### GIVEN TASK A
In the mailing-list thread on GiST page splitting, which function is named as the place where the tuple's fit on a page might be checked explicitly?
### GIVEN TASK B
Write the next part of the mailing-list thread on GiST page splitting, starting right after its last quoted line.

### ARTICLE
= = =
Suggested fixes (probably all of these are appropriate):

1. gistSplit should have check_stack_depth()

2. gistSplit should probably refuse to split anything if called with
only one item (which is the value being inserted).

3. somewhere before reaching gistSplit it might make sense to check
explicitly (e.g. in gistFormTuple) whether the tuple will actually
fit on a page.

4. pg_trgm probably should do something more sensible with large leaf
items, but this is a peripheral issue since ultimately the gist core
must enforce these limits rather than rely on the opclass.

-- 
Andrew (irc:RhodiumToad)



Re: GiST splitting on empty pages

От
Heikki Linnakangas
Дата:
On 10/03/2014 05:03 AM, Andrew Gierth wrote:
> This is from Bug #11555, which is still in moderation as I type this
> (analysis was done via IRC).
>
> The GiST insertion code appears to have no length checks at all on the
> inserted entry. index_form_tuple checks for length <= 8191, with the
> default blocksize, but obviously a tuple less than 8191 bytes may
> still not fit on the page due to page header info etc.
>
> However, the gist insertion code assumes that if the tuple doesn't fit,
> then it must have to split the page, with no check whether the page is
> already empty.
>
> [script to reproduce]

Thanks for the analysis!

> Suggested fixes (probably all of these are appropriate):
>
> 1. gistSplit should have check_stack_depth()
= = =
### SUPPLIED RECORDS
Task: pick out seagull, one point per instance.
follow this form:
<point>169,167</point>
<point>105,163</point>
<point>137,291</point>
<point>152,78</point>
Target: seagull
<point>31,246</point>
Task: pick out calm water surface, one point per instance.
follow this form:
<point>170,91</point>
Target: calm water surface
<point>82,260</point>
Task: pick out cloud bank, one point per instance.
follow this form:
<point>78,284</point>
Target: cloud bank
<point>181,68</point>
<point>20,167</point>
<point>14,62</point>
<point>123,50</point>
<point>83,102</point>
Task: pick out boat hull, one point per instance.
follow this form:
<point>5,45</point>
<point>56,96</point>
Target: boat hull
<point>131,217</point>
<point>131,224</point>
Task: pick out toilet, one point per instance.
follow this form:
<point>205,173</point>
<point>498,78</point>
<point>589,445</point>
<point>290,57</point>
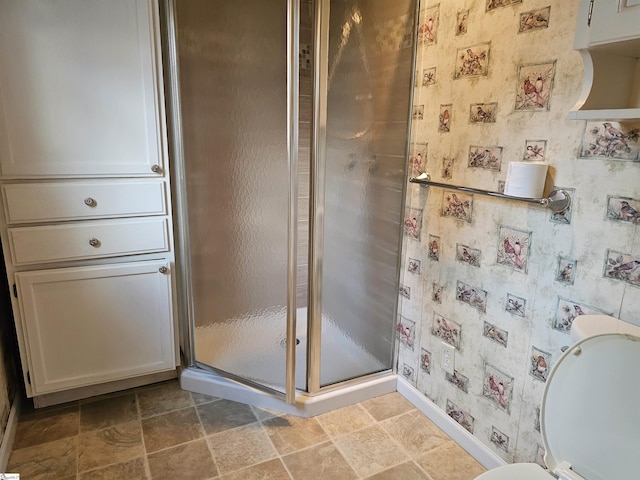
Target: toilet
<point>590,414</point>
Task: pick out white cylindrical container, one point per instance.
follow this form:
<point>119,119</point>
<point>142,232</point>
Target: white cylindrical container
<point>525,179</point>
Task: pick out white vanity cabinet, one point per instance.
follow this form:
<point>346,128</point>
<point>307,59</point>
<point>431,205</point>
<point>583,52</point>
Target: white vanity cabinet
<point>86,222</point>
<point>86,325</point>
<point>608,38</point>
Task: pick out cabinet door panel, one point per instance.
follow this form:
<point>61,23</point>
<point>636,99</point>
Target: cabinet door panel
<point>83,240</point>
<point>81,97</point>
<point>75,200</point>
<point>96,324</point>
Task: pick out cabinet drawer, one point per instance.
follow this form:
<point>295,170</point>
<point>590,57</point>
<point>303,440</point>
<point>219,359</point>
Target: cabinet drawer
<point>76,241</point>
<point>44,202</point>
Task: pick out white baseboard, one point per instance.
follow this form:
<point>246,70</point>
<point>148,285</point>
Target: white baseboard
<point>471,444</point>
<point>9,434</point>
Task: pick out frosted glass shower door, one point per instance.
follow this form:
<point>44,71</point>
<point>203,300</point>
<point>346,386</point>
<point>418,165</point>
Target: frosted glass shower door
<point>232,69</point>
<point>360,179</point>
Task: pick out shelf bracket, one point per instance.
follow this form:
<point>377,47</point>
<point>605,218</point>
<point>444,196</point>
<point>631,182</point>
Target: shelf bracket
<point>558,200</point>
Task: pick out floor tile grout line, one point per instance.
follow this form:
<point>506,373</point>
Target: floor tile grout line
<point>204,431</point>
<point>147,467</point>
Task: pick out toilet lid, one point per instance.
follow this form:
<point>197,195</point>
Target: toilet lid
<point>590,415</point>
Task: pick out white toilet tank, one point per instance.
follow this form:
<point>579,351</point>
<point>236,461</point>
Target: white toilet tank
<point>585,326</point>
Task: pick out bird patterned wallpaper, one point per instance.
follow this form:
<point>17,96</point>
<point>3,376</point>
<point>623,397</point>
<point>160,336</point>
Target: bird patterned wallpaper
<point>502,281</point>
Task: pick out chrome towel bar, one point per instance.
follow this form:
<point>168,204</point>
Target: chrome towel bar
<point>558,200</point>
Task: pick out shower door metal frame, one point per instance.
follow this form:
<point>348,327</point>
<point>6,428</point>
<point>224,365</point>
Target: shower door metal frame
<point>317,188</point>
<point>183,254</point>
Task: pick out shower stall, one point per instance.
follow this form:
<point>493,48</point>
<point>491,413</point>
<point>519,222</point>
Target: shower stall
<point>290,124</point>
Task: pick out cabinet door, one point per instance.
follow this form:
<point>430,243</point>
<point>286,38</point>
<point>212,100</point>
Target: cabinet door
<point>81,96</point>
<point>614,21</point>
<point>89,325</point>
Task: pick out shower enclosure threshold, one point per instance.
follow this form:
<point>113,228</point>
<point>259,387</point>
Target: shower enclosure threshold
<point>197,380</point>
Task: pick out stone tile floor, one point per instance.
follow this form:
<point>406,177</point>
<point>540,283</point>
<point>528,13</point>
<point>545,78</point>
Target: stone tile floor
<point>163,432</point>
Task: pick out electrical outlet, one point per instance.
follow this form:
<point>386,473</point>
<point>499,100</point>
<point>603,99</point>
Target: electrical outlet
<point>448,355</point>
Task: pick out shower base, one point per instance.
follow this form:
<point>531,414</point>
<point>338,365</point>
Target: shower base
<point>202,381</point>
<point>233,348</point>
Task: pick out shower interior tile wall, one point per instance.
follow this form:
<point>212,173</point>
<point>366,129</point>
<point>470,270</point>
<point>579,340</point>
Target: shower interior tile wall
= = =
### RIGHT ANSWER A
gistFormTuple

### RIGHT ANSWER B
>
> 2. gistSplit should probably refuse to split anything if called with
> only one item (which is the value being inserted).
>
> 3. somewhere before reaching gistSplit it might make sense to check
> explicitly (e.g. in gistFormTuple) whether the tuple will actually
> fit on a page.
>
> 4. pg_trgm probably should do something more sensible with large leaf
> items, but this is a peripheral issue since ultimately the gist core
> must enforce these limits rather than rely on the opclass.

Fixed, I did 1. and 2. Number 3. would make a lot of sense, but I 
couldn't totally convince myself that we can safely put the check in 
gistFormTuple() without causing some cases to fail that currently work. 
I think the code sometimes forms tuples that are never added to the 
insert as such, used only to "union" them to existing tuples on internal 
pages. Or maybe not, but in any case, the check in gistSplit() is enough 
to stop the crash.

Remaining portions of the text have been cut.